## The task
Starting at the line below that contains "Question. Indicate each instance of the white wooden", print each line through the end of the records exactly as it appears.

## Data entries
>> Start
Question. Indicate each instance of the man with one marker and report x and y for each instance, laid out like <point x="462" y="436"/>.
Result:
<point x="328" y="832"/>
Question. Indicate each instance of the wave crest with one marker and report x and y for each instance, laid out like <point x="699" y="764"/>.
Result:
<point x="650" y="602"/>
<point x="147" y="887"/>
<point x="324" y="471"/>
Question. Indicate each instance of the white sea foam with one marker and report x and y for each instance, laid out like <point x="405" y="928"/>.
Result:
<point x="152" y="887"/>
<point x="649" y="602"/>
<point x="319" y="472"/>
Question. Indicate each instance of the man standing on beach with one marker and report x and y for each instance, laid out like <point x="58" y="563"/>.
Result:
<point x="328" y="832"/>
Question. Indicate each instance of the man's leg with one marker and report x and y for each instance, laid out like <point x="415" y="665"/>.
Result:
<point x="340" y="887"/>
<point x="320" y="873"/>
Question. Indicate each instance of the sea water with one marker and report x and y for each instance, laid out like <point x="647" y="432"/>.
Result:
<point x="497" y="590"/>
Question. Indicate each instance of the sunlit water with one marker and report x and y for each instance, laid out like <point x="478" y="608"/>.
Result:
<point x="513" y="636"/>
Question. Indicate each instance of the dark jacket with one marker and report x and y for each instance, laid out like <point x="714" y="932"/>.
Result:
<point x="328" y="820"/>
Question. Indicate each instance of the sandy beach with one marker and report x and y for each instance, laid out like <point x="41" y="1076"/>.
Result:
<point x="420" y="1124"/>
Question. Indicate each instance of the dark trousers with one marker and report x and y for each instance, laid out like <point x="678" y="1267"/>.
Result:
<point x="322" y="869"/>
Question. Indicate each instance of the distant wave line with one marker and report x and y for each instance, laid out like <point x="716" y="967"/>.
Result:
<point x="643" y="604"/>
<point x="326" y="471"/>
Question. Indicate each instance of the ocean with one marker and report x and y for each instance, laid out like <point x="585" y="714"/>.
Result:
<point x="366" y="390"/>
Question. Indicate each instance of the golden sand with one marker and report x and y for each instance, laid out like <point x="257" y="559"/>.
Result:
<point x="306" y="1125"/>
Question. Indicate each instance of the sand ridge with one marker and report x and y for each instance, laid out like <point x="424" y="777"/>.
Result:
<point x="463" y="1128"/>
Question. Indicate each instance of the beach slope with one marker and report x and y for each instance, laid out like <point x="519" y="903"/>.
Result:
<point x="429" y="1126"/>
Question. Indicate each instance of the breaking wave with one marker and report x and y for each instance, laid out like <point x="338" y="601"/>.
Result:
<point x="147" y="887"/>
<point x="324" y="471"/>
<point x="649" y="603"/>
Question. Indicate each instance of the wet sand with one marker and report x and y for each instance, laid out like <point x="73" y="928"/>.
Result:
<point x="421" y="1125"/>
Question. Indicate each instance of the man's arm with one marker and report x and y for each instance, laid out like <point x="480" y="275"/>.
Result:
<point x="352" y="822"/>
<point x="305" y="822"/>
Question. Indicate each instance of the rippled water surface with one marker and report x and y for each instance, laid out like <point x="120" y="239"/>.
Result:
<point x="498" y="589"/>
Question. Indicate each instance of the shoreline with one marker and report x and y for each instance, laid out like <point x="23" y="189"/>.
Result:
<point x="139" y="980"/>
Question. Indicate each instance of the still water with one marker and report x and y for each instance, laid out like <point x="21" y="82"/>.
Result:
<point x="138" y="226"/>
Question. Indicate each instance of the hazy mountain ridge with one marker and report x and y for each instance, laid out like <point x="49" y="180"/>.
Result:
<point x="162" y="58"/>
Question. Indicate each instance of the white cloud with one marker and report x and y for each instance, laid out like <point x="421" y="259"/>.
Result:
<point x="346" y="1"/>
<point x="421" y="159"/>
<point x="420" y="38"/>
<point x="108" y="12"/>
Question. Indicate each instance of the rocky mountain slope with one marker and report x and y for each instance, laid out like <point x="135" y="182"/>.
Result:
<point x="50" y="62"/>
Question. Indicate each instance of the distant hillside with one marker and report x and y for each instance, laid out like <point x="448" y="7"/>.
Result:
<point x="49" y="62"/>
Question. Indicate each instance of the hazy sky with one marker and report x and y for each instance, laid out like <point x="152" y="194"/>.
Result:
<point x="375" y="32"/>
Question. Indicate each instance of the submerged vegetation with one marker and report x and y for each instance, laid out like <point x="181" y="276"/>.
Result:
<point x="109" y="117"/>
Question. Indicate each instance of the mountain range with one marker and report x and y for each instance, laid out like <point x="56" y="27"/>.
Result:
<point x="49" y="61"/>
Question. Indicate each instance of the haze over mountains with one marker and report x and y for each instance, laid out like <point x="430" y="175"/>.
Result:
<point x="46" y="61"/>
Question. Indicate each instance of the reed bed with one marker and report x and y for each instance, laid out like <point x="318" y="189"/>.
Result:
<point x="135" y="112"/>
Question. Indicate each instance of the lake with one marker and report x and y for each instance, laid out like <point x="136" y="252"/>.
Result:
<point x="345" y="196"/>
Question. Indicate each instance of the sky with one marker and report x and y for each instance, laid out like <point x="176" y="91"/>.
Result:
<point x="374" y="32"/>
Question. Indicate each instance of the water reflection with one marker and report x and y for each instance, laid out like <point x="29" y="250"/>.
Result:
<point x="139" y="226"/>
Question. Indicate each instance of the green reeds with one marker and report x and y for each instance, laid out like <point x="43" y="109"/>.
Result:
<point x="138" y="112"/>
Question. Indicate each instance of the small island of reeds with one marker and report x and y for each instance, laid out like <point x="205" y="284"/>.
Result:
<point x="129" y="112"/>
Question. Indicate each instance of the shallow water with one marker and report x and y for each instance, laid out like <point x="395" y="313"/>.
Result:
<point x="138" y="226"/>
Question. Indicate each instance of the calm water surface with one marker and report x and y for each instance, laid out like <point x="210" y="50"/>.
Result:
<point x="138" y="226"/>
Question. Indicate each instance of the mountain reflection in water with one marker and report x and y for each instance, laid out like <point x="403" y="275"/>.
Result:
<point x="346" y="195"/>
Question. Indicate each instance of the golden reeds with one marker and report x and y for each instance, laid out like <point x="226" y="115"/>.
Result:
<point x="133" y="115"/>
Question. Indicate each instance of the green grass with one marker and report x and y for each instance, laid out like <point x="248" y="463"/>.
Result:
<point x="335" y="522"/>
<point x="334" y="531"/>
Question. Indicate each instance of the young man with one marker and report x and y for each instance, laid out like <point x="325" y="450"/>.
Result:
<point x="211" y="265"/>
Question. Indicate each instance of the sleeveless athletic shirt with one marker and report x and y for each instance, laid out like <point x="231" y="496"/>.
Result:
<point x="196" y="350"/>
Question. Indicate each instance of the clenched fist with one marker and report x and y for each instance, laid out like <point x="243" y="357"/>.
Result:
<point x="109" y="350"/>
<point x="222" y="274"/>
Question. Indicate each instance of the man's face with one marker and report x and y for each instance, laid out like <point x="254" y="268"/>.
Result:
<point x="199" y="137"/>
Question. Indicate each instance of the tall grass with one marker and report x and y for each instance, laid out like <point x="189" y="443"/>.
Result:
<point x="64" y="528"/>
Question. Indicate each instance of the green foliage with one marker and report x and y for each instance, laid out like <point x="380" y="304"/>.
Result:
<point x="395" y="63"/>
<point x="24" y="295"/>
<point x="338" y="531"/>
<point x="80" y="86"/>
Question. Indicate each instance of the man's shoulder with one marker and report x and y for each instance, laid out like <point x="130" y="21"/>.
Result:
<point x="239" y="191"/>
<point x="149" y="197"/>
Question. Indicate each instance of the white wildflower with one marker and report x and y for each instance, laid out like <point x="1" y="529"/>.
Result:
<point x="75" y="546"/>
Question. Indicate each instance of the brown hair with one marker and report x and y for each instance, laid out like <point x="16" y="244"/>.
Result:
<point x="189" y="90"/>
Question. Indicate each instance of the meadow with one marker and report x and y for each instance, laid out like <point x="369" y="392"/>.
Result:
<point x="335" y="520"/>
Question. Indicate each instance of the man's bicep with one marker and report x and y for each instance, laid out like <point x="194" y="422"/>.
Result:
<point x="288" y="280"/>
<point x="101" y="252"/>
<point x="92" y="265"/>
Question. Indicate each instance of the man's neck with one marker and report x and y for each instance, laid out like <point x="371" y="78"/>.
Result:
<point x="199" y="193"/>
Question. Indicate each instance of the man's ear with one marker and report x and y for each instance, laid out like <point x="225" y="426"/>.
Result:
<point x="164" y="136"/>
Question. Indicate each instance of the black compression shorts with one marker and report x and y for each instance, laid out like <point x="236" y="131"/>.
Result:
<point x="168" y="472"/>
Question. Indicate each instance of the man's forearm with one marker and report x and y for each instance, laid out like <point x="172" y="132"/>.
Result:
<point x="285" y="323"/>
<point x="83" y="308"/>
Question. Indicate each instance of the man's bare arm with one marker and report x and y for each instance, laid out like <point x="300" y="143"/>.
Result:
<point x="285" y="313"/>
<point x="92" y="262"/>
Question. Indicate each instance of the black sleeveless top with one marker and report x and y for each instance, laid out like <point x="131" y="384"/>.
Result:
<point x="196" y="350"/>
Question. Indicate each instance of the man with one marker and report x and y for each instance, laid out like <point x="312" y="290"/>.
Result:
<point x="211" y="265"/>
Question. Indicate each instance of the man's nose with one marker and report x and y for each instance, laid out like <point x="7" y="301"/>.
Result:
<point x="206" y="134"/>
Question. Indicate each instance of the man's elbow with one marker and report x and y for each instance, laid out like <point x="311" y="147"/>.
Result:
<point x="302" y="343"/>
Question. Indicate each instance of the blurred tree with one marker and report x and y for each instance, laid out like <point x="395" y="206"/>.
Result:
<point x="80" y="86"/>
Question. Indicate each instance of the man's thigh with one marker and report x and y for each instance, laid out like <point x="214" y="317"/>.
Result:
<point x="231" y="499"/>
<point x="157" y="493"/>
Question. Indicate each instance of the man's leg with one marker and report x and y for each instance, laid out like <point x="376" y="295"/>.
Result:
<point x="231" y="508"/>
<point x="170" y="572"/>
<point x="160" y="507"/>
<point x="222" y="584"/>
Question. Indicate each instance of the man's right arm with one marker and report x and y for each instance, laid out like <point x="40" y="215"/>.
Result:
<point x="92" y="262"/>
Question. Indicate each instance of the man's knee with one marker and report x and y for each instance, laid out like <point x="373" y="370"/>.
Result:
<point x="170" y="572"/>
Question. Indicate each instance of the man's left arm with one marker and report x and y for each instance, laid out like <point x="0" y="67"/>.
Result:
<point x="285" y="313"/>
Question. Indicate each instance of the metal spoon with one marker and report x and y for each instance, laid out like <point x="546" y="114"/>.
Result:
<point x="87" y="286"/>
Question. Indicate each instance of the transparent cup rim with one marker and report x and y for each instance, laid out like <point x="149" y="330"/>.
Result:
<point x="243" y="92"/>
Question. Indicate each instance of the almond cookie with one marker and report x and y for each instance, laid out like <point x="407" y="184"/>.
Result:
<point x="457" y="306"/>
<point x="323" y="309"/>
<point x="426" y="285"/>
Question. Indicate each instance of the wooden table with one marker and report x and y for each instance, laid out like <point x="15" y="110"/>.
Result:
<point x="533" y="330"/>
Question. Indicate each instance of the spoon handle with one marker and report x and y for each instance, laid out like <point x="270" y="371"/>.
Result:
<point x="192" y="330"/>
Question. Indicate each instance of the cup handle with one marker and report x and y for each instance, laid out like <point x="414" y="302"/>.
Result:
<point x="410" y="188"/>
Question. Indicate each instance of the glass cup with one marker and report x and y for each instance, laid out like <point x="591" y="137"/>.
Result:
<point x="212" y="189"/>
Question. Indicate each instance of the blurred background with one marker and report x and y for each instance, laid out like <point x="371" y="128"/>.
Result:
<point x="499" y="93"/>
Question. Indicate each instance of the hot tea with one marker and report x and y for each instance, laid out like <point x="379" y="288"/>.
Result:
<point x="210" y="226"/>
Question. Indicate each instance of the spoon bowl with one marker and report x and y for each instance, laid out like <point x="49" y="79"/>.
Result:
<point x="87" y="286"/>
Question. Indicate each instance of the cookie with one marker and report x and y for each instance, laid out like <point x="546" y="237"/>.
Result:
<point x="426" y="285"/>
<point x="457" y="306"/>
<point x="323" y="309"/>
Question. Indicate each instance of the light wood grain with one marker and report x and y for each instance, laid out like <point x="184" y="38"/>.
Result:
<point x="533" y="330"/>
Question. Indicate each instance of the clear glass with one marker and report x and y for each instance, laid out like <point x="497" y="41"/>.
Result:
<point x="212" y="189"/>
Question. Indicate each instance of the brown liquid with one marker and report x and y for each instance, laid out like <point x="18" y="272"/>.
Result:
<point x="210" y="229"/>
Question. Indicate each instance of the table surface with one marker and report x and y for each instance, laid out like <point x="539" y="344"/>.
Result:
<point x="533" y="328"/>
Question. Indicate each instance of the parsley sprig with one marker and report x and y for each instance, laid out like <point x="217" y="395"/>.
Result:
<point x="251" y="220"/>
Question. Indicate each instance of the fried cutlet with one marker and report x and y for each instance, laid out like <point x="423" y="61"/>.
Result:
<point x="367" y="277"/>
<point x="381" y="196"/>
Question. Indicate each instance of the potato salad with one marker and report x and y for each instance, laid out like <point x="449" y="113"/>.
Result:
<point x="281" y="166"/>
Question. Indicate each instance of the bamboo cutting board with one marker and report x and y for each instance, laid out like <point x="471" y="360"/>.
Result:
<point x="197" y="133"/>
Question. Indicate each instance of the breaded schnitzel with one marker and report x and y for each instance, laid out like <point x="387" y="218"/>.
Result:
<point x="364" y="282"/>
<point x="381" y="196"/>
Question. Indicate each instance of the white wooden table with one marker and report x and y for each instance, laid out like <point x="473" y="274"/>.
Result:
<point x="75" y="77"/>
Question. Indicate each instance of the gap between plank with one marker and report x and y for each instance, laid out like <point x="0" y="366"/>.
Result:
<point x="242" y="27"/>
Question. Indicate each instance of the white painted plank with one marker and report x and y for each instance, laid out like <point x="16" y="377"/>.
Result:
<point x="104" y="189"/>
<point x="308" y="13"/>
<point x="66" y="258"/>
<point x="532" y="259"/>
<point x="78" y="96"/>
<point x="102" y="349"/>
>> End
## Reply to the task
Question. Indicate each instance of the white wooden table with one marker and report x and y for each instance, laid out like <point x="473" y="274"/>.
Result:
<point x="75" y="77"/>
Question. Indicate each instance of the gap between plank with one marker and report x and y for each instance, laid out like <point x="0" y="366"/>.
Result:
<point x="242" y="27"/>
Question. Indicate each instance of the white painted plank with one marker and report x and y for each instance, laid out like <point x="16" y="377"/>.
Result:
<point x="104" y="189"/>
<point x="308" y="13"/>
<point x="66" y="258"/>
<point x="532" y="259"/>
<point x="78" y="96"/>
<point x="102" y="349"/>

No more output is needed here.